TEXT EXCERPT —
○ ○ ○

Seemingly easy things, too, like beginning a new friendship, can cause the heart to shrink in fear. All sorts of thoughts race through the mind. What if this person rejects me? What if this person isn't who he/she seems to be? What if this person ends up stabbing me in the back? What if I fail him or her?

If we let it, fear can relentlessly dog every step we take as we go about our lives. It can be like an emotional or psychological vampire that leaves us merely existing, like we become undead ourselves.

I know a bit about this from personal experience. While I haven't been robbed recently, I have had enough experience with being rejected, betrayed and deceived to make me afraid of people and relationships.

I've been teased by work associates for being antisocial. I prefer to call myself selectively social. The reality is that people scare me. I tend to see the potential for harm as much greater than the potential for good.

Sad, isn't it?

I can do the buddy thing, to a point. In theory, that's fairly easy because buddies don't really invest a lot in each others' lives. You hang out and shoot the breeze then, when the hanging out and breeze shooting is done, you go home with your inner world safely untouched because you only showed up as a small part of who you really are. It's relating, but it's safe relating because it doesn't go very deep.

I can only do the buddy thing to a point because I get really impatient with how shallow it all feels. I mean, if we're not going to show up as who we really are, in all of who we really are, then why even bother? If it's just about being entertained then I can watch a Jeff Dunham DVD in the solitude of my own home and laugh at Achmed the Dead Terrorist or Peanut and forgo being concerned about whether my sense of humor unnerves someone. That would feel more honest to me.

My dilemma is that I truly, in my heart of hearts, don't believe it's about being entertained. In my heart of hearts, I believe that it's about real connections with authentic people showing up in the totality of who they are.

That scares me. I scare me. I fear that I'll make someone so uncomfortable he or she will close off and their personal walls will come crashing down - SLAM! SLAM! SLAM! Or I'll get that glazed look that comes over a person's face when he or she neither comprehends nor cares to comprehend whatever it is I'm saying. Or I'll show up and simply, profoundly not belong.

Have any of these scenarios actually played out in real life? Oh, yes. Yes. They have. More than once or twice.

So...I'm admittedly scared of people.

I also hate cowardice. I saw plenty of cowardice growing up - the refusal to honestly admit something or deal with difficult, emotionally charged issues with a fully engaged heart. I hated it. I do not want to be the sort of person who just glosses things over or refuses to see what's true just because something is hard.

In addition, I learned to disconnect very early on. I spent more than 30 years disconnected from myself which, unsurprisingly, made it easy to stay fairly disconnected from everyone else. It's hard to deeply connect with someone when you're not really present in your own skin.

Reconnecting to myself was hard and took a lot of work. Connecting to others is harder still because, while I can't leave me, others can leave on a whim. They have and, in all likelihood, will. I hate that, but it's reality. Facing that glaring reality makes me want to hide.

But...

I do not want to be a coward.

However, as I look back over the past few years, years which saw me crater into such a deep depression that I put myself on medication after experiencing multiple betrayals and the sudden death of a loved one, I see that I have become a coward.

So I'm torn. On one side of the coin is my fear of people, of relationships, on the other is my powerful dislike of my own cowardice. And, honestly, I occasionally wonder if I just suck at relationships. Is it that I'm just someone who is so bad at them that the natural result is inevitably going to be rejection or betrayal simply because it's me? I don't think so, but the question still shows up.

In spite of it all, I'm sensing hope grow. Seeing the Facebook and Twitter posts about courage encourages me. Maybe I'm reading more into them than is actually there. At this juncture, I don't care if I am.

I'll take hope, and I'll take courage, where I can find them. I need them.

Don't you need hope and courage, too?

○ ○ ○

DATASET CONTENT —
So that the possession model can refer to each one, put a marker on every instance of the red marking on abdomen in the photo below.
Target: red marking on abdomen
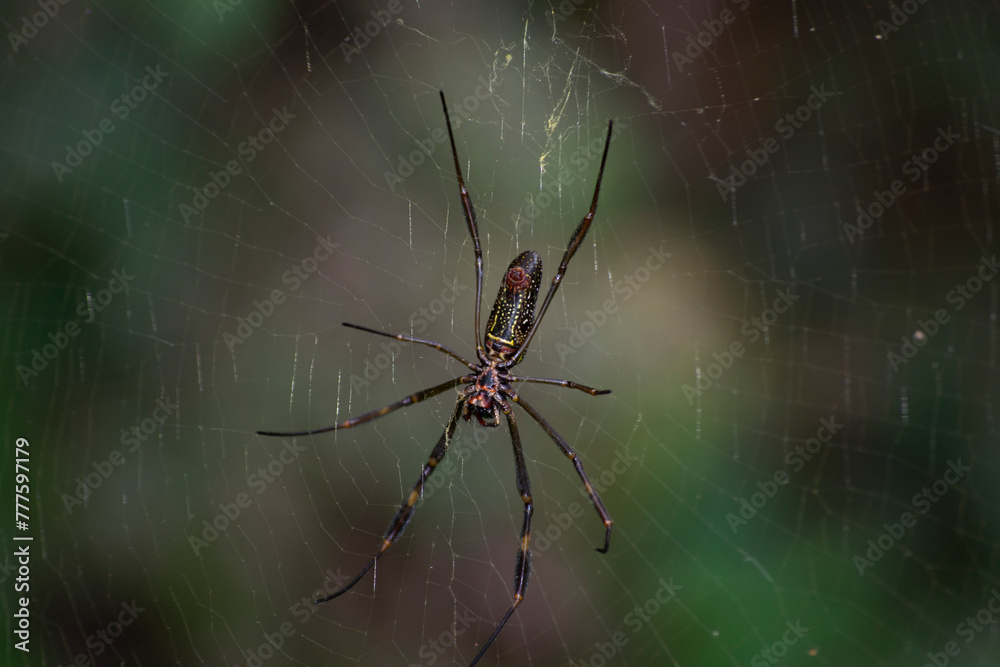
(517, 278)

○ ○ ○

ASSIGNED TASK 1 — Summarize the essay on fear of people in two sentences.
ASSIGNED TASK 2 — Translate this sentence from the essay on fear of people into Spanish: "I'll take hope, and I'll take courage, where I can find them."
The listing isn't needed here.

TASK RESPONSE 1 — After enough rejection, betrayal and deception to become afraid of people and relationships, the writer finds casual buddy relating too shallow, while believing that what matters is real connection with authentic people showing up in the totality of who they are. Torn between this fear and a powerful dislike of the cowardice the writer sees in themselves, the writer still senses hope growing and resolves to take hope and courage wherever they can be found.

TASK RESPONSE 2 — Tomaré la esperanza, y tomaré el valor, donde pueda encontrarlos.